Report each line of the items below that contains the word "coffee".

** START **

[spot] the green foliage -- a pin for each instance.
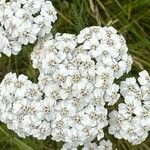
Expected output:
(130, 17)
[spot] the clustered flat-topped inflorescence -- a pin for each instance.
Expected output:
(78, 73)
(22, 21)
(132, 120)
(76, 81)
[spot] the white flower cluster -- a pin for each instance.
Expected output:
(77, 75)
(22, 21)
(22, 107)
(132, 120)
(103, 145)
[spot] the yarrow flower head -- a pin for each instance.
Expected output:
(22, 21)
(132, 120)
(77, 73)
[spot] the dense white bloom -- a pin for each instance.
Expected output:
(78, 73)
(76, 82)
(22, 21)
(132, 120)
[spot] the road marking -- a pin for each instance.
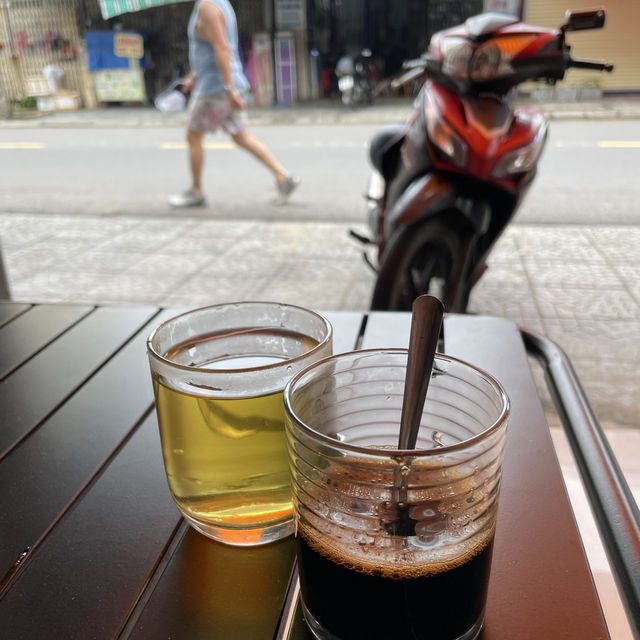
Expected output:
(619, 144)
(206, 145)
(22, 145)
(602, 144)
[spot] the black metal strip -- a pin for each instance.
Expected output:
(612, 502)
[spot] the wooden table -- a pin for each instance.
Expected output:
(92, 545)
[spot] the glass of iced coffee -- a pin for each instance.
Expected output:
(393, 543)
(218, 377)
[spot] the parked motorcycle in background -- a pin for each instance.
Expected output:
(446, 184)
(355, 75)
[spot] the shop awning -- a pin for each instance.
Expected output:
(113, 8)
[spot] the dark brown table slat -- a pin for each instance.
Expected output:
(68, 449)
(29, 332)
(9, 310)
(83, 579)
(37, 388)
(346, 329)
(210, 591)
(540, 584)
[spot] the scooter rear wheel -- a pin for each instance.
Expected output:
(423, 260)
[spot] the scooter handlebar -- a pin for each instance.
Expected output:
(407, 77)
(595, 65)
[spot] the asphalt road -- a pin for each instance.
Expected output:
(587, 174)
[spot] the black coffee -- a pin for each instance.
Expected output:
(374, 603)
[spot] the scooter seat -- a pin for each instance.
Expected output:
(384, 147)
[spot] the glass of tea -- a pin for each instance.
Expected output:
(394, 543)
(218, 377)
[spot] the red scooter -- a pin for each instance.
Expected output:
(446, 184)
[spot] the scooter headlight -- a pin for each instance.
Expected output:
(485, 62)
(523, 158)
(443, 135)
(456, 54)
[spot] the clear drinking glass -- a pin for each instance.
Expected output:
(394, 544)
(218, 376)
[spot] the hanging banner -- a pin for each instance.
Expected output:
(113, 8)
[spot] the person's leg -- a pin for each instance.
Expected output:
(196, 161)
(260, 151)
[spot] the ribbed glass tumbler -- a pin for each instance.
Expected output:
(392, 543)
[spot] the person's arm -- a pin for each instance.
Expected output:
(210, 26)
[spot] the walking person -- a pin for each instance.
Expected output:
(219, 87)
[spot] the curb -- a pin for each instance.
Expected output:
(329, 113)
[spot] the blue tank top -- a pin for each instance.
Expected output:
(202, 57)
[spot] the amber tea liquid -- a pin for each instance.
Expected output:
(226, 458)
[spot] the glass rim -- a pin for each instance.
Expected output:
(265, 367)
(390, 453)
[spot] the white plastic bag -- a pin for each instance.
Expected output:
(171, 99)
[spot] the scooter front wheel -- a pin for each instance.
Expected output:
(426, 259)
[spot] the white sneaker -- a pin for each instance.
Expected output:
(288, 185)
(186, 199)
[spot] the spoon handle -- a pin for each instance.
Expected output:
(426, 320)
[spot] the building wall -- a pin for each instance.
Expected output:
(617, 42)
(35, 34)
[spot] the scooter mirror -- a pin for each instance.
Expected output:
(579, 19)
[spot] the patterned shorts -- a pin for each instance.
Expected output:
(207, 113)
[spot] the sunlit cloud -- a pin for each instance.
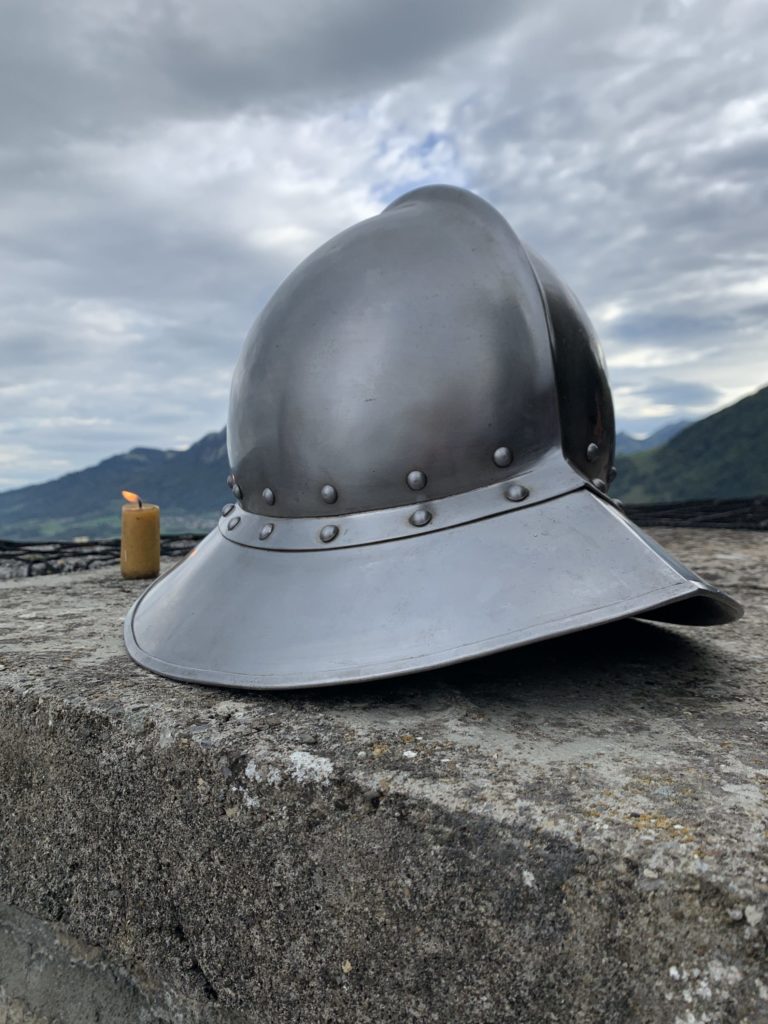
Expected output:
(165, 168)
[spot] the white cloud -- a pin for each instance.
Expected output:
(165, 169)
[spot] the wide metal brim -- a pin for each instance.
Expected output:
(239, 616)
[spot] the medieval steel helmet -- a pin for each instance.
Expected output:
(421, 435)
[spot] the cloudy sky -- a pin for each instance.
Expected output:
(165, 165)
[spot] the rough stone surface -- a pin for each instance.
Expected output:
(571, 832)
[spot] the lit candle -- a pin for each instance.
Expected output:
(139, 539)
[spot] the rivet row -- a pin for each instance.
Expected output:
(416, 480)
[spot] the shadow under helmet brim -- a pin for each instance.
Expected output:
(245, 617)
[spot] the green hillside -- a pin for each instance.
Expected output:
(189, 486)
(724, 456)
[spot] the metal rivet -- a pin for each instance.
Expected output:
(417, 479)
(503, 457)
(421, 517)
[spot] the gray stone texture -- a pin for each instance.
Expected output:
(574, 832)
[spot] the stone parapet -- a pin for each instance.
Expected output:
(573, 832)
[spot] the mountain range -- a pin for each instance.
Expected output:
(722, 456)
(627, 444)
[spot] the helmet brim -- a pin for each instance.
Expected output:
(239, 616)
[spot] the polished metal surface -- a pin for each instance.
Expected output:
(384, 609)
(516, 493)
(421, 517)
(584, 401)
(548, 479)
(452, 387)
(503, 457)
(417, 339)
(416, 479)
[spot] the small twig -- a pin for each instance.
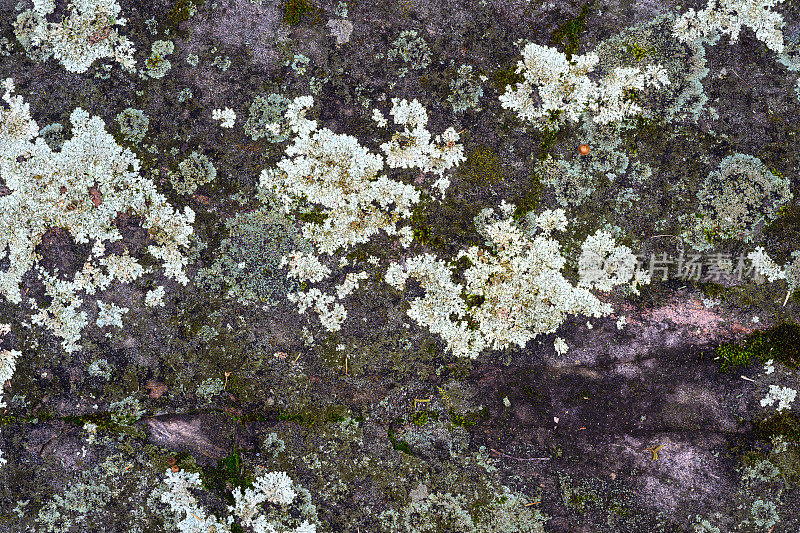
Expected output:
(520, 458)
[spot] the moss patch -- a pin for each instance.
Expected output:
(569, 32)
(780, 343)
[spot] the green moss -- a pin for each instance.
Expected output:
(420, 418)
(638, 52)
(183, 10)
(784, 424)
(295, 9)
(399, 444)
(569, 32)
(780, 343)
(227, 475)
(466, 420)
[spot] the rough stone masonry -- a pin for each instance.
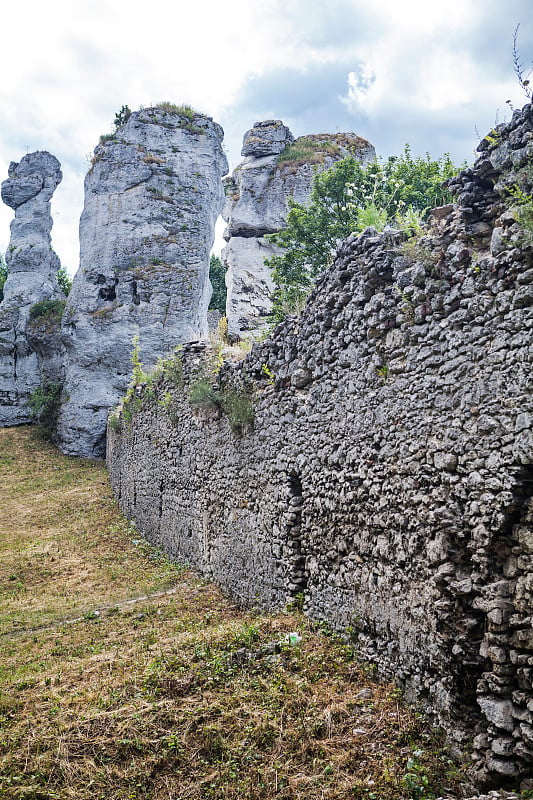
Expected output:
(386, 477)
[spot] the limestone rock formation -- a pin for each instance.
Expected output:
(152, 197)
(387, 475)
(32, 267)
(256, 205)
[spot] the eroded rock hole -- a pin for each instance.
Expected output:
(293, 529)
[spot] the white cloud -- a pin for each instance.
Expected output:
(72, 64)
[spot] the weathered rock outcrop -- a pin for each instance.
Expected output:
(152, 197)
(32, 268)
(256, 205)
(387, 474)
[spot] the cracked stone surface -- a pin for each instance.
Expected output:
(152, 197)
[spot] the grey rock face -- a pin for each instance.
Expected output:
(32, 267)
(387, 474)
(256, 204)
(152, 197)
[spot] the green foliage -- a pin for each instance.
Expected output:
(347, 198)
(48, 311)
(217, 275)
(522, 75)
(237, 405)
(202, 394)
(183, 110)
(3, 276)
(107, 137)
(44, 407)
(114, 422)
(520, 201)
(64, 281)
(122, 116)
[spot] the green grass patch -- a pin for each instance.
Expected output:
(123, 676)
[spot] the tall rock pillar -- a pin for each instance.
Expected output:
(152, 197)
(32, 268)
(276, 167)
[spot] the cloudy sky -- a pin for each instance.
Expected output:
(433, 73)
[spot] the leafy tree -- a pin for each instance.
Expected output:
(3, 276)
(346, 198)
(217, 275)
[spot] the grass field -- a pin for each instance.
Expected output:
(123, 676)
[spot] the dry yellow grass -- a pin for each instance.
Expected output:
(123, 676)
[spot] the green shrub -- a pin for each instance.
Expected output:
(203, 395)
(64, 281)
(347, 198)
(217, 276)
(44, 405)
(122, 116)
(3, 276)
(47, 311)
(181, 110)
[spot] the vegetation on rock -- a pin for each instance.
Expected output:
(217, 275)
(49, 312)
(3, 276)
(44, 406)
(346, 198)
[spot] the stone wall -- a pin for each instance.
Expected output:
(386, 477)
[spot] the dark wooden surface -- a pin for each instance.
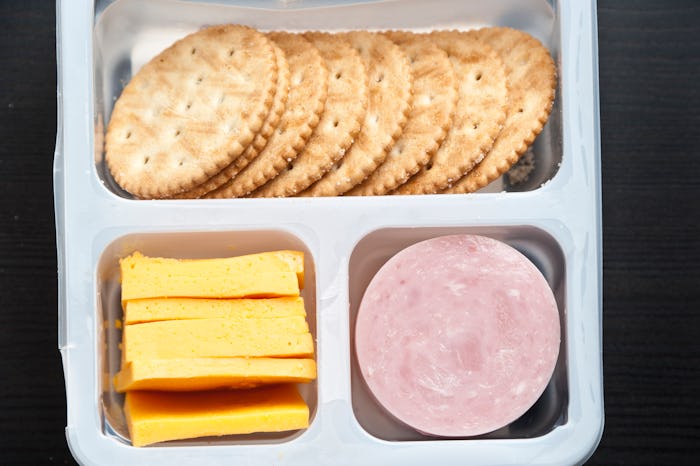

** END **

:: Task response ::
[spot] the glass of iced coffee -- a pin for each instance.
[spot] the black coffee -- a pin for each instance.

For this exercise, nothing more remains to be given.